- 問題の詳細 -
下の記録のうち、「of the young」を含む行から「pixel 463 641」を含む行までを、両端の行も含めて、1行につき1つの文字列とするJSONのリストで表せ。空行は入れない。
::::::
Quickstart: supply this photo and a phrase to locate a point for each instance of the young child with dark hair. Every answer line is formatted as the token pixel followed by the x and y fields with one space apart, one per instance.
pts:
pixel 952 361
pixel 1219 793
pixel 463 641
::::::
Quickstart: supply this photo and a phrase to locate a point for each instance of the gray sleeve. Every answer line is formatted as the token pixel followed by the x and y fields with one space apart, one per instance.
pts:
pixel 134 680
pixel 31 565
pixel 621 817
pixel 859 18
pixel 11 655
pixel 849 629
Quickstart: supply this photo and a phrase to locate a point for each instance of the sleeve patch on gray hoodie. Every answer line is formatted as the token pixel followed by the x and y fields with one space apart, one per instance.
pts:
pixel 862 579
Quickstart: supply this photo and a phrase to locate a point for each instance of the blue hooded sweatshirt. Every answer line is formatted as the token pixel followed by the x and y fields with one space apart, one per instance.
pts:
::::::
- 演習の解答 -
[
  "Quickstart: supply this photo and a phrase to locate a point for each instance of the young child with dark hair. Every answer line is formatted as the token pixel followed by the x and y fields with one space apart, one per instance.",
  "pts:",
  "pixel 952 361",
  "pixel 1219 793",
  "pixel 463 641"
]